Data entries:

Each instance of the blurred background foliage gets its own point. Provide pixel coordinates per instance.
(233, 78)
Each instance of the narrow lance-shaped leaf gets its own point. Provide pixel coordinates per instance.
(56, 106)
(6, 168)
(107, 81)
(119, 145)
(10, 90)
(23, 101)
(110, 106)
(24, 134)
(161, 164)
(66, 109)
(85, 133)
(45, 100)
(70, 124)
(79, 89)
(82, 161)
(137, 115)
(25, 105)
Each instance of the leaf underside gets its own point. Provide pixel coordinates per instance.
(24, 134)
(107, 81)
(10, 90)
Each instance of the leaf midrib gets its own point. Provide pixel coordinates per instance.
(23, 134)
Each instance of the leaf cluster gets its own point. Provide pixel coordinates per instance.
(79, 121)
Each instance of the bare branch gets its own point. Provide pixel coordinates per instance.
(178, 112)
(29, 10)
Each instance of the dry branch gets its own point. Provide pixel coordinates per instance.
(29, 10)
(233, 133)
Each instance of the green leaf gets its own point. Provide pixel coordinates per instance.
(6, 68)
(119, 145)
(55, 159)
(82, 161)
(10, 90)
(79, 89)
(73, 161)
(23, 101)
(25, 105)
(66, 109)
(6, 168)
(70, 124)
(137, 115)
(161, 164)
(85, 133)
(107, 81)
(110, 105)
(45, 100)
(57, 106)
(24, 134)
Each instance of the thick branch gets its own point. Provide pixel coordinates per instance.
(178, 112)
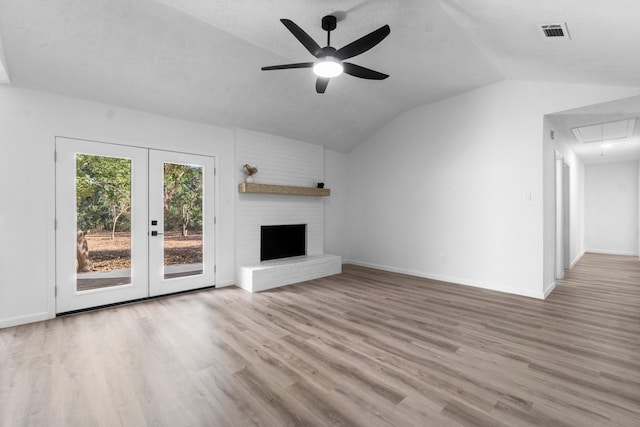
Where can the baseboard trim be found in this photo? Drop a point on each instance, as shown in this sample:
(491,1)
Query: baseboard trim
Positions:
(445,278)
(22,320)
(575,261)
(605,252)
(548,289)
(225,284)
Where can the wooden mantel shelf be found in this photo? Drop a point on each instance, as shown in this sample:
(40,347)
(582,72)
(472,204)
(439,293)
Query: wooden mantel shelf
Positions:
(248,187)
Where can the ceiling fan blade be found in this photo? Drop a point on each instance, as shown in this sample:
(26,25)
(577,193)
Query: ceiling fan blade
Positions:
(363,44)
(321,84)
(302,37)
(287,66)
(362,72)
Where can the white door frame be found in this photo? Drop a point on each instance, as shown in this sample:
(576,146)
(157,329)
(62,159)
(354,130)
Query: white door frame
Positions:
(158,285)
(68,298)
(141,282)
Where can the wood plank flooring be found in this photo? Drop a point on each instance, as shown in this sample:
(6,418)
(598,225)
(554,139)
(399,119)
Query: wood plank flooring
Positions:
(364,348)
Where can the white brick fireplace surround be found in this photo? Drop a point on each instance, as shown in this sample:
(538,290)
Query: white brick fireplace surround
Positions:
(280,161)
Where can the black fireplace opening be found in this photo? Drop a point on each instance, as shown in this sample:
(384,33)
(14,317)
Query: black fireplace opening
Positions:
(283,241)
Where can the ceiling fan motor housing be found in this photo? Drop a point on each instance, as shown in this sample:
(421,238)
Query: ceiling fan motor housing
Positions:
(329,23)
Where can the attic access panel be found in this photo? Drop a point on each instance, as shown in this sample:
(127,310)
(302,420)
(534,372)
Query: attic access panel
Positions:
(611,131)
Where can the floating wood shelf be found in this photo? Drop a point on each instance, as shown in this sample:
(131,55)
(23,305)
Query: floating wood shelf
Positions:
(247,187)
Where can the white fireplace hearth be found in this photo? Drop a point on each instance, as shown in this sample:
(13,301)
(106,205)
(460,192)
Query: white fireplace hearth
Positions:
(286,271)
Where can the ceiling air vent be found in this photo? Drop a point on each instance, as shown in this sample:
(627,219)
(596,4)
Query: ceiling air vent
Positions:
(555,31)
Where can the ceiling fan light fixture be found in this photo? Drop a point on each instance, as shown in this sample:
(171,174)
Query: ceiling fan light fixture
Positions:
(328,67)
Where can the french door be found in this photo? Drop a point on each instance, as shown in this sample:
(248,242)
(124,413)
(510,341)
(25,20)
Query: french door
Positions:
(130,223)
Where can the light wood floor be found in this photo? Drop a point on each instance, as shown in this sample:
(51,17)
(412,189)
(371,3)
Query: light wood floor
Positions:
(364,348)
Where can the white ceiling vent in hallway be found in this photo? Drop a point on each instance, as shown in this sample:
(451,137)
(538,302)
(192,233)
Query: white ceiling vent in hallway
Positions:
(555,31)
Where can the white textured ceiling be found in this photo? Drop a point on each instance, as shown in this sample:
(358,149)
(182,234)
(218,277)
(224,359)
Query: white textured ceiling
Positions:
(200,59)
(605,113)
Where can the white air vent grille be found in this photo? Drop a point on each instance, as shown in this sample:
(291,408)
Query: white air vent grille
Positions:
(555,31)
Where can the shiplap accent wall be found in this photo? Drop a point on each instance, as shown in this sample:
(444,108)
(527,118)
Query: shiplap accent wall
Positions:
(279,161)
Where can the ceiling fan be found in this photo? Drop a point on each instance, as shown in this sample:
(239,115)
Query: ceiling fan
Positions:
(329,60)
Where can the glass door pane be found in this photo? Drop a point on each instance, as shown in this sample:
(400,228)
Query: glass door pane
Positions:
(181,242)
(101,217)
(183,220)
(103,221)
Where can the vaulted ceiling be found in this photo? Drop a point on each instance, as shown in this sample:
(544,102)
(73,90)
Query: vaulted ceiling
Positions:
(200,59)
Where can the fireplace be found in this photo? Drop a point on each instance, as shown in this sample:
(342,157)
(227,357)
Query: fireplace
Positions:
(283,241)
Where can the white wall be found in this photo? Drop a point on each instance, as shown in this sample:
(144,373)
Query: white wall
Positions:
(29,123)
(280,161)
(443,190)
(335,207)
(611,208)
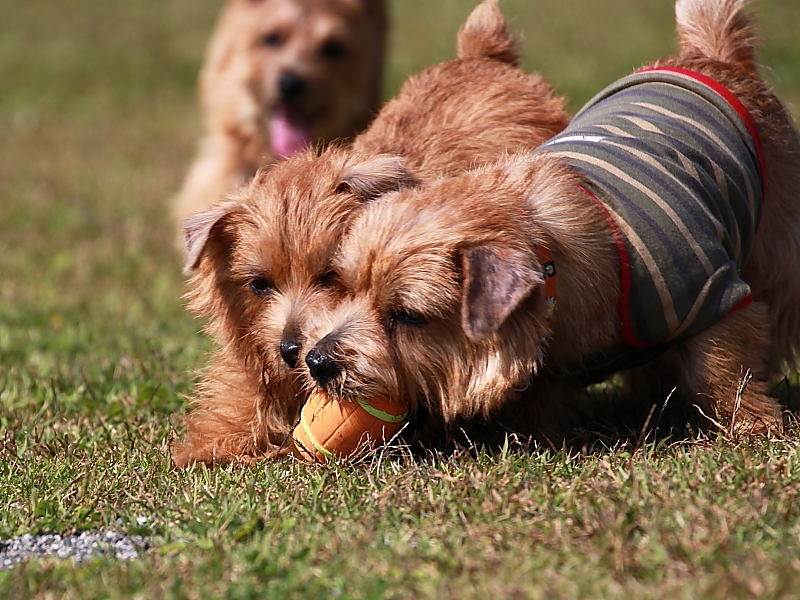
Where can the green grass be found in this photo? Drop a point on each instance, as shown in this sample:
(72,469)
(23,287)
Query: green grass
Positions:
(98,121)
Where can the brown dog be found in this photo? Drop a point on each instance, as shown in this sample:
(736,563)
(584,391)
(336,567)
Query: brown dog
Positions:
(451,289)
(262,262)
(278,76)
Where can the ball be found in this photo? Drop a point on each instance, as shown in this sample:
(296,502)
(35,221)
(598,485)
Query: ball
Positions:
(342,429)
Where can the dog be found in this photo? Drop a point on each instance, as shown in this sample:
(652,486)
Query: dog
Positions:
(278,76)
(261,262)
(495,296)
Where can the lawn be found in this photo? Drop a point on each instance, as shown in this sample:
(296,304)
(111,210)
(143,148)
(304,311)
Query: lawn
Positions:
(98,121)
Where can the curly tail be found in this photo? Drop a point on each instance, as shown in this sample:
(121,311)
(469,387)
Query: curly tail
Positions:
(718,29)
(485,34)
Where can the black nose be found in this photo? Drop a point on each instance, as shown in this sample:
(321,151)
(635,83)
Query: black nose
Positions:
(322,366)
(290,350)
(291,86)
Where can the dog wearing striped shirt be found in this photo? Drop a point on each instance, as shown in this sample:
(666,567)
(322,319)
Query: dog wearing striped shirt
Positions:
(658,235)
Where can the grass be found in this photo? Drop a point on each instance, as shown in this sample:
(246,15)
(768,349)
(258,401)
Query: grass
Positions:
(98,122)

◆ **Exercise directions**
Retype all of the data above word for word, excluding the pictures.

◆ **Answer to this task**
Each instance of the blurred background foliage gets its own point. Provide pixel coordinates per instance.
(233, 78)
Each instance of the narrow lance-shaped leaf gets its own point. Provide pixel coordinates per instance.
(56, 106)
(6, 168)
(107, 81)
(119, 145)
(10, 90)
(23, 101)
(110, 106)
(24, 134)
(161, 164)
(66, 109)
(85, 133)
(45, 100)
(70, 124)
(79, 89)
(82, 161)
(137, 115)
(25, 105)
Each instance of the leaf underside gets its own point. Provide pixel coordinates per instance.
(24, 134)
(107, 81)
(10, 90)
Each instance of the leaf midrib gets its own point. Provide pixel coordinates per instance.
(23, 134)
Each instance of the leaf cluster gets its own point. Provide pixel coordinates per instance.
(79, 121)
Each instance of the bare branch gets its own point. Provide pixel coordinates per instance.
(178, 112)
(29, 10)
Each instance of the dry branch gets its own point. Provide pixel coordinates per instance.
(29, 10)
(233, 133)
Each instance of the green leaf gets its own point. Provide pixel coordinates per instance.
(6, 68)
(119, 145)
(55, 159)
(82, 161)
(10, 90)
(79, 89)
(73, 161)
(23, 101)
(25, 105)
(66, 109)
(6, 168)
(70, 124)
(137, 115)
(161, 164)
(85, 133)
(107, 81)
(110, 105)
(45, 100)
(57, 106)
(24, 134)
Each instance of the thick branch gets its own point. Provide pixel coordinates per instance.
(178, 112)
Where can the baseboard trim be found in this photo? Drop a point on each instance, as shown in this sample:
(491,1)
Query: baseboard trim
Positions:
(445,278)
(22,320)
(575,261)
(605,252)
(548,289)
(225,284)
Where can the wooden mantel shelf be found in this photo? Drop a point on each instance, as shown in this sample:
(40,347)
(582,72)
(472,204)
(439,293)
Query: wooden mantel shelf
Positions:
(248,187)
Where can the ceiling fan blade be found in this photo? Drop a point on each instance, as shown in this sample:
(26,25)
(577,193)
Query: ceiling fan blade
Positions:
(363,44)
(321,84)
(302,37)
(287,66)
(362,72)
Where can the white door frame be found in this photo? Drop a point on each instance, as shown in this sample:
(576,146)
(157,329)
(62,159)
(354,130)
Query: white door frame
Positions:
(158,285)
(68,298)
(141,282)
Where can the wood plank flooring be found in this photo? Drop a point on each instance, as shown in this sample:
(6,418)
(598,225)
(554,139)
(399,119)
Query: wood plank flooring
Positions:
(364,348)
Where can the white brick fireplace surround be found in this photo? Drop a point on each instance, as shown in this sample:
(538,290)
Query: white brick fireplace surround
Positions:
(280,161)
Where can the black fireplace opening be found in this photo? Drop a point on each instance, as shown in this sample:
(384,33)
(14,317)
Query: black fireplace opening
Positions:
(283,241)
Where can the ceiling fan motor housing be found in this photo? Drop a point on each instance, as shown in this sample:
(421,238)
Query: ceiling fan motor housing
Positions:
(329,23)
Where can the attic access panel be found in this photo? Drop a point on each instance, as shown in this sample:
(127,310)
(302,420)
(534,372)
Query: attic access panel
Positions:
(611,131)
Where can the floating wood shelf be found in this photo? Drop a point on each instance, as shown in this sample:
(131,55)
(23,305)
Query: floating wood shelf
Positions:
(247,187)
Where can the white fireplace hearth be found in this photo? Drop a point on each instance, as shown in this sample:
(13,301)
(106,205)
(460,192)
Query: white fireplace hearth
Positions:
(286,271)
Where can the ceiling air vent be found in this photo? Drop a point on each instance, as shown in this sample:
(627,219)
(596,4)
Query: ceiling air vent
Positions:
(555,31)
Where can the ceiling fan light fixture be found in this photo? Drop a point on each instance, as shown in this sample:
(171,174)
Query: ceiling fan light fixture
Positions:
(328,67)
Where can the french door be found in this photo? Drop a point on each instance, as shown in this sample:
(248,242)
(124,413)
(510,341)
(25,20)
Query: french door
Positions:
(130,223)
Where can the light wood floor be found in this photo? Drop a point on each instance, as shown in this sample:
(51,17)
(412,189)
(371,3)
Query: light wood floor
Positions:
(364,348)
Where can the white ceiling vent in hallway be found in this photo? Drop a point on each instance, as shown in this sample:
(451,137)
(538,302)
(192,233)
Query: white ceiling vent in hallway
Positions:
(555,31)
Where can the white textured ceiling be found in this photo? Drop a point on each instance, as shown in this sample:
(358,149)
(182,234)
(218,277)
(224,359)
Query: white textured ceiling
Positions:
(200,59)
(605,113)
Where can the white air vent grille be found in this photo? Drop a point on each instance, as shown in this sample:
(291,408)
Query: white air vent grille
Positions:
(555,31)
Where can the shiplap accent wall be found in this photo? Drop a point on each instance, as shown in this sample:
(444,108)
(527,118)
Query: shiplap accent wall
Positions:
(279,161)
Where can the ceiling fan be found in this photo? Drop a point on each instance, as shown in this sample:
(239,115)
Query: ceiling fan
Positions:
(329,60)
Where can the glass door pane be found in this photo? Drop a point on each instance, as shown in this sample:
(400,228)
Query: glass door pane
Positions:
(181,242)
(101,217)
(183,220)
(103,221)
Where can the vaulted ceiling be found in this photo? Drop a point on each instance, as shown in this sample:
(544,102)
(73,90)
Query: vaulted ceiling
Positions:
(200,59)
Where can the fireplace be found in this photo? Drop a point on each instance, as shown in this sample:
(342,157)
(227,357)
Query: fireplace
Positions:
(283,241)
Where can the white wall be found in this photo? Drop a point on each instance, as shown in this sample:
(144,373)
Query: white wall
Positions:
(29,123)
(280,161)
(443,190)
(335,207)
(611,208)
Where can the green grass be found in this photo? Drop a point on each instance, as shown in this sample:
(72,469)
(23,287)
Query: green grass
Positions:
(98,121)
Where can the brown dog be found in this photo? Drop a point on each instance, as shown in this sample:
(736,563)
(584,391)
(336,567)
Query: brown dog
Positions:
(451,289)
(262,262)
(278,76)
Where can the ball be found in this photo? Drop a point on each instance, as shown in this sample:
(296,502)
(35,221)
(598,485)
Query: ball
Positions:
(342,429)
Where can the dog be found in this photo? Drop a point on each instance, as shown in this sample:
(652,486)
Query: dog
Positions:
(278,76)
(261,262)
(495,296)
Where can the lawn be found in this photo? Drop a point on each instance, as shown in this sample:
(296,304)
(111,210)
(143,148)
(304,311)
Query: lawn
Positions:
(98,121)
Where can the curly tail be found in this photo? Drop a point on each instance, as shown in this sample:
(121,311)
(469,387)
Query: curly tail
Positions:
(718,29)
(485,34)
Where can the black nose be found in this photo? Drop a point on each instance, as shown in this sample:
(321,151)
(635,83)
Query: black nose
Positions:
(322,366)
(290,350)
(291,86)
Where can the dog wearing striped shirt be found in this photo? Drop a point on each instance, as shown in this sample:
(666,567)
(322,319)
Query: dog wearing striped shirt
Positions:
(658,235)
Where can the grass be found in this photo? Drop a point on each instance, as shown in this sample:
(246,15)
(768,349)
(258,401)
Query: grass
Positions:
(98,122)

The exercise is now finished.